To do:
Retype exactly the line holding "Objective - one point per instance of the white plumage" and each line that follows, down to the last one. Exclude pictures.

Source records
────────────────

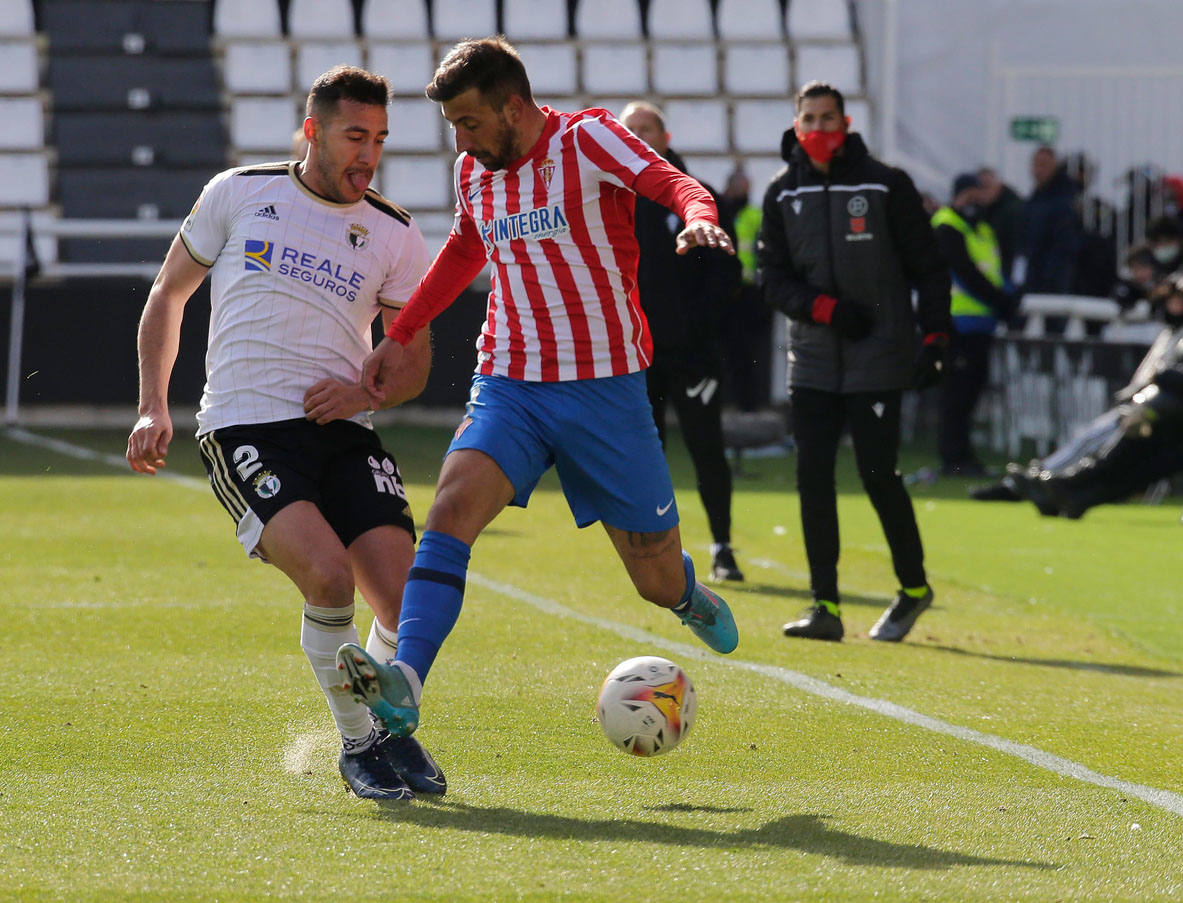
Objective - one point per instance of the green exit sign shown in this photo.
(1043, 129)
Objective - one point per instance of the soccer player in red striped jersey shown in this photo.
(547, 199)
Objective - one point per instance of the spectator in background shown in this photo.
(686, 298)
(1003, 210)
(980, 300)
(1052, 231)
(747, 331)
(844, 243)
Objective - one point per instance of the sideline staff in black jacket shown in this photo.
(844, 242)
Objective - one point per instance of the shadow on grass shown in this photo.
(808, 833)
(1103, 668)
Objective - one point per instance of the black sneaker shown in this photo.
(894, 624)
(818, 624)
(724, 567)
(413, 763)
(370, 776)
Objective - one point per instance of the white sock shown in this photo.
(323, 632)
(382, 644)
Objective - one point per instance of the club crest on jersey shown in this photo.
(357, 236)
(258, 255)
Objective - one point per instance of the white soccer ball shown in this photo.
(646, 705)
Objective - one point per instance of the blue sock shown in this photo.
(432, 600)
(687, 565)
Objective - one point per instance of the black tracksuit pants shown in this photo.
(819, 419)
(697, 399)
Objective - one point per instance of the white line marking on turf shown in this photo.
(1029, 754)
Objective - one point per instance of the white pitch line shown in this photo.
(1165, 800)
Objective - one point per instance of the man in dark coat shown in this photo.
(845, 239)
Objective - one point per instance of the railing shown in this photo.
(20, 275)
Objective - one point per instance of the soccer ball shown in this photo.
(646, 705)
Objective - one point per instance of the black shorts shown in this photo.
(259, 469)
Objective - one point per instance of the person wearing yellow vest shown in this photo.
(981, 297)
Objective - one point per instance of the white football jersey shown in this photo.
(296, 282)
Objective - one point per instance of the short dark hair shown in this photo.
(491, 65)
(346, 83)
(821, 89)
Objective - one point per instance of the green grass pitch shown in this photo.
(162, 737)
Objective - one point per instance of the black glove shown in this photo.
(930, 362)
(851, 320)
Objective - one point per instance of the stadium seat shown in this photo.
(24, 123)
(456, 19)
(263, 123)
(407, 66)
(838, 64)
(395, 20)
(685, 69)
(17, 19)
(24, 180)
(680, 20)
(611, 69)
(258, 66)
(818, 19)
(749, 20)
(756, 69)
(551, 66)
(19, 70)
(534, 20)
(321, 19)
(600, 19)
(697, 126)
(314, 57)
(760, 124)
(256, 19)
(415, 124)
(418, 182)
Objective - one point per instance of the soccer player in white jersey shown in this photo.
(302, 257)
(547, 198)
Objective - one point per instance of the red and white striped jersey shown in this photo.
(557, 229)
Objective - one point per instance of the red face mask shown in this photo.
(821, 146)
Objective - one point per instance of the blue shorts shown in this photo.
(599, 434)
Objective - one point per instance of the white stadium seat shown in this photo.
(24, 123)
(697, 126)
(615, 69)
(456, 19)
(24, 180)
(19, 69)
(534, 19)
(818, 19)
(258, 66)
(418, 182)
(685, 69)
(834, 63)
(415, 124)
(760, 124)
(551, 66)
(264, 123)
(17, 19)
(321, 19)
(316, 57)
(608, 19)
(760, 69)
(680, 20)
(749, 20)
(408, 68)
(395, 20)
(256, 19)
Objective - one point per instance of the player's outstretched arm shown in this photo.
(157, 342)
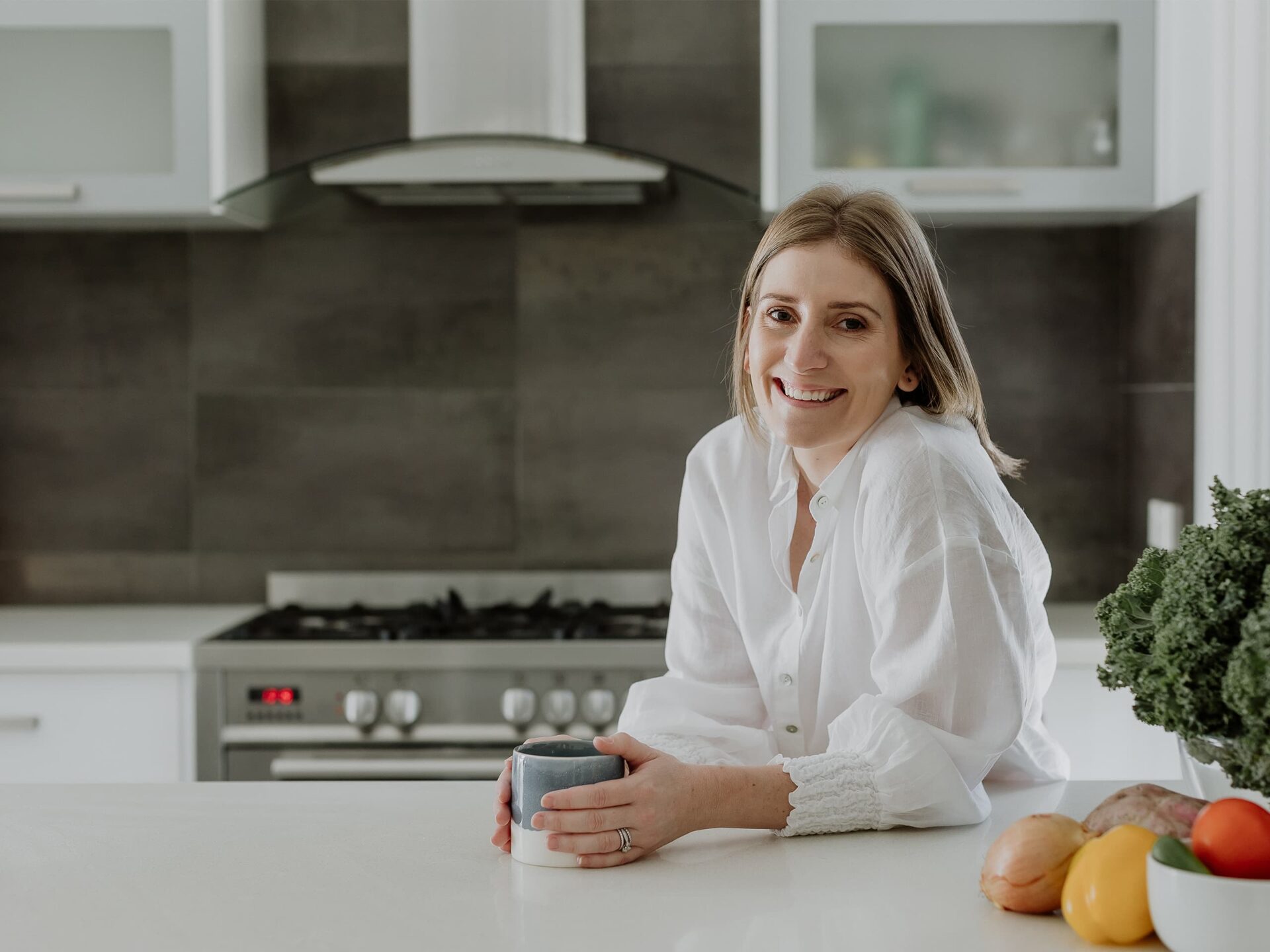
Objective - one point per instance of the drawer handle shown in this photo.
(38, 192)
(298, 768)
(952, 186)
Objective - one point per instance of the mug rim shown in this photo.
(566, 757)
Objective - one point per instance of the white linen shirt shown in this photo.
(912, 660)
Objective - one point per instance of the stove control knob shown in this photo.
(402, 707)
(599, 707)
(559, 707)
(519, 706)
(361, 707)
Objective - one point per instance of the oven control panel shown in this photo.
(408, 701)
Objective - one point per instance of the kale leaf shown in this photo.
(1189, 635)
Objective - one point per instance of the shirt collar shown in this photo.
(783, 471)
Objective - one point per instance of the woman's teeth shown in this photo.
(810, 395)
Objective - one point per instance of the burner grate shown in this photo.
(451, 619)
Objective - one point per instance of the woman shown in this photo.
(857, 635)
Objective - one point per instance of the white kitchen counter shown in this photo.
(110, 637)
(161, 637)
(302, 866)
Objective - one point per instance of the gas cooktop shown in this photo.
(451, 619)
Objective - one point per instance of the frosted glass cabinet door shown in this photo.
(963, 104)
(103, 107)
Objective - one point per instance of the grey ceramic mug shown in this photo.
(540, 767)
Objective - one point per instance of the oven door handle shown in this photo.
(421, 768)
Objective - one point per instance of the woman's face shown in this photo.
(822, 321)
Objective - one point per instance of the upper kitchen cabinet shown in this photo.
(988, 111)
(128, 112)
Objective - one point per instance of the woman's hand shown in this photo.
(661, 800)
(502, 837)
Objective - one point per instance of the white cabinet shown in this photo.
(128, 111)
(1100, 733)
(987, 110)
(91, 728)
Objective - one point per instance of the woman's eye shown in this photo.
(855, 321)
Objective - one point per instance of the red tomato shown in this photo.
(1232, 838)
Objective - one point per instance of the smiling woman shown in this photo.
(842, 291)
(857, 636)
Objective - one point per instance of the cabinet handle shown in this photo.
(38, 190)
(952, 186)
(295, 768)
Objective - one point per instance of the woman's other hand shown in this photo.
(502, 837)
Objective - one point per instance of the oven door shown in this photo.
(365, 763)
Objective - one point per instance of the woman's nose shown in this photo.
(807, 348)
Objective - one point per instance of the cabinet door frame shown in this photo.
(185, 190)
(788, 33)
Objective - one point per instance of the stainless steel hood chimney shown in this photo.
(498, 113)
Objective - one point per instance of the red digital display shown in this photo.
(275, 696)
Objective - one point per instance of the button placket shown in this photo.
(786, 706)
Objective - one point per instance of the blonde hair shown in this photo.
(875, 229)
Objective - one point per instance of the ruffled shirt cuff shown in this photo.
(836, 793)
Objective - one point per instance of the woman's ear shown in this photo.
(910, 379)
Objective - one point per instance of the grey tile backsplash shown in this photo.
(501, 389)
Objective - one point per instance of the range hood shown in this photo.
(498, 113)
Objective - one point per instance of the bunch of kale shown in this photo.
(1189, 635)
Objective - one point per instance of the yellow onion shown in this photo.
(1025, 869)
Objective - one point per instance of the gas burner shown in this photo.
(451, 619)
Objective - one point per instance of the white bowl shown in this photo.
(1198, 913)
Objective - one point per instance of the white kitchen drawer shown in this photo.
(95, 728)
(1100, 733)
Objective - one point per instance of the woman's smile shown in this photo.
(779, 386)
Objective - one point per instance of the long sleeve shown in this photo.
(706, 707)
(954, 662)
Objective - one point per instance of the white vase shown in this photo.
(1206, 779)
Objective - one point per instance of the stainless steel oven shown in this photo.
(429, 688)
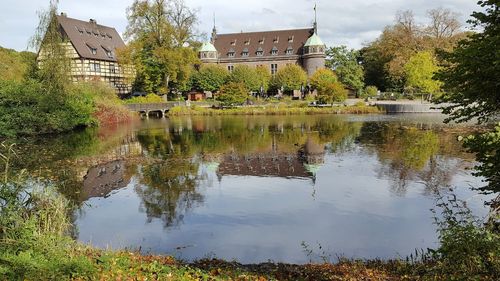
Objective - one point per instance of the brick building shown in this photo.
(272, 49)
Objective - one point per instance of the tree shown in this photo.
(264, 77)
(385, 58)
(329, 88)
(209, 78)
(471, 87)
(232, 94)
(471, 75)
(321, 77)
(420, 70)
(345, 63)
(162, 47)
(290, 78)
(246, 75)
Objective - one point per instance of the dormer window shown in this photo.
(108, 51)
(260, 52)
(93, 49)
(274, 51)
(245, 52)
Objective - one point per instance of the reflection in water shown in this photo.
(241, 186)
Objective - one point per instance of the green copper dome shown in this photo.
(314, 40)
(208, 47)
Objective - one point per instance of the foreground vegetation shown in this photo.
(279, 109)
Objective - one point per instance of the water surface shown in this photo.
(264, 188)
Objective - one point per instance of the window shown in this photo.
(260, 52)
(95, 67)
(274, 68)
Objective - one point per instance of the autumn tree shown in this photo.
(232, 94)
(420, 71)
(289, 78)
(246, 75)
(385, 58)
(162, 45)
(209, 78)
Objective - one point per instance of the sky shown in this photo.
(352, 23)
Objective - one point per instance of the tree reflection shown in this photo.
(411, 154)
(168, 190)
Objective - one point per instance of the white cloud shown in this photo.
(350, 23)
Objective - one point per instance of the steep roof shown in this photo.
(87, 35)
(280, 40)
(314, 40)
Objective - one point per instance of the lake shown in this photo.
(257, 188)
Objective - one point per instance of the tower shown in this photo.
(208, 53)
(314, 56)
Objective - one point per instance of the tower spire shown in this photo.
(315, 20)
(214, 32)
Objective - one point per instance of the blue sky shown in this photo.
(352, 23)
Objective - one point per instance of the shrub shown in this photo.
(150, 98)
(290, 78)
(370, 92)
(233, 94)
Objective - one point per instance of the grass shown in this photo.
(273, 110)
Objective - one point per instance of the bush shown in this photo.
(468, 248)
(290, 78)
(28, 108)
(370, 92)
(150, 98)
(233, 94)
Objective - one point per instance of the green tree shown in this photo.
(246, 75)
(290, 77)
(232, 94)
(345, 63)
(264, 77)
(329, 88)
(420, 70)
(209, 78)
(162, 44)
(471, 87)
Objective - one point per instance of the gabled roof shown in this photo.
(88, 34)
(266, 40)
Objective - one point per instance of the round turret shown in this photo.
(314, 54)
(208, 53)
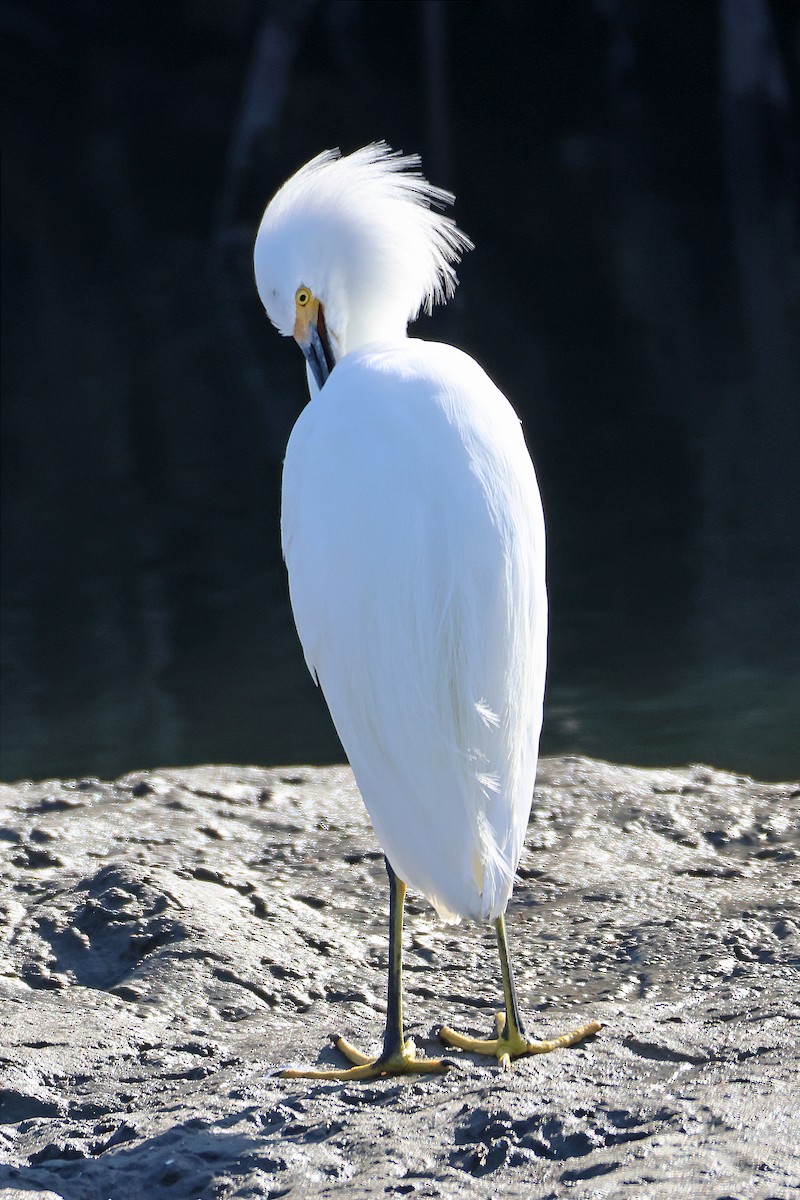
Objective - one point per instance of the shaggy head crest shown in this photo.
(366, 234)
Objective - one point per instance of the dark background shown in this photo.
(630, 175)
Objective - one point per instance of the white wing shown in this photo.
(414, 540)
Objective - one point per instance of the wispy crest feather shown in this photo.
(373, 222)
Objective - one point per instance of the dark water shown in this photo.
(632, 196)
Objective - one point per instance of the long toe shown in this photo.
(403, 1062)
(510, 1044)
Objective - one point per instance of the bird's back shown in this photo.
(414, 540)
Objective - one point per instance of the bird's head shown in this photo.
(350, 250)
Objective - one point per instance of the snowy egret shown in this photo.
(414, 540)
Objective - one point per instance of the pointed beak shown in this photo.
(311, 335)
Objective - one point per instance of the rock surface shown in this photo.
(170, 939)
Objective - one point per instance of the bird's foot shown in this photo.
(511, 1044)
(398, 1062)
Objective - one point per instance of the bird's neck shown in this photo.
(374, 327)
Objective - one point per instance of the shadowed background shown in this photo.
(630, 175)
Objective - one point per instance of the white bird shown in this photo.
(414, 540)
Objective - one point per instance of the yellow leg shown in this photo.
(398, 1056)
(512, 1041)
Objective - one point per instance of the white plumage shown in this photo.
(413, 532)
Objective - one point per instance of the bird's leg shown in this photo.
(398, 1056)
(512, 1041)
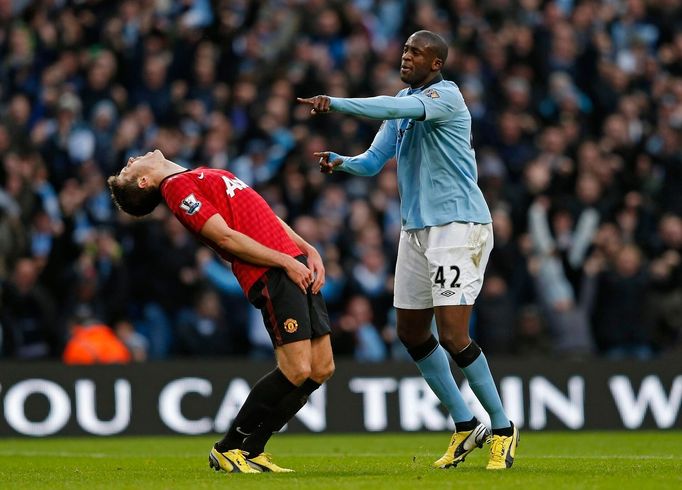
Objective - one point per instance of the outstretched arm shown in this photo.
(367, 163)
(382, 107)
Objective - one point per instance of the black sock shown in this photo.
(264, 395)
(506, 431)
(289, 406)
(468, 425)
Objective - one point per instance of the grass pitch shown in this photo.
(617, 460)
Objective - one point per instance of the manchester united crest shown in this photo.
(290, 325)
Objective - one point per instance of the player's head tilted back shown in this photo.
(423, 57)
(135, 189)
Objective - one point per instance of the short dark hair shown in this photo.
(435, 43)
(132, 199)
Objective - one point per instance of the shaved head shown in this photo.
(433, 42)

────────────────

The result:
Objective - one point per instance of the white plumage shown in this photo.
(413, 532)
Objective - one point per instance of the bird's leg shown in this photo.
(398, 1056)
(512, 1041)
Objective - one point per instance of the outstretched arm shown in this photo.
(367, 163)
(382, 107)
Objective - one point per instance of the black sock shown in this photo.
(264, 395)
(506, 431)
(289, 406)
(468, 425)
Objective - one point per instance of the grass pitch shown in this photo.
(617, 460)
Objective - one point per instance of the manchester united crest shown in this photo.
(290, 325)
Objective - one point per instance of the player's head tilted back shown in this photo.
(423, 57)
(135, 189)
Objective - one point per instance of the short dark hair shown in this photo.
(435, 43)
(132, 199)
Objective - one point per instance of the shaved head shown in this photo.
(433, 42)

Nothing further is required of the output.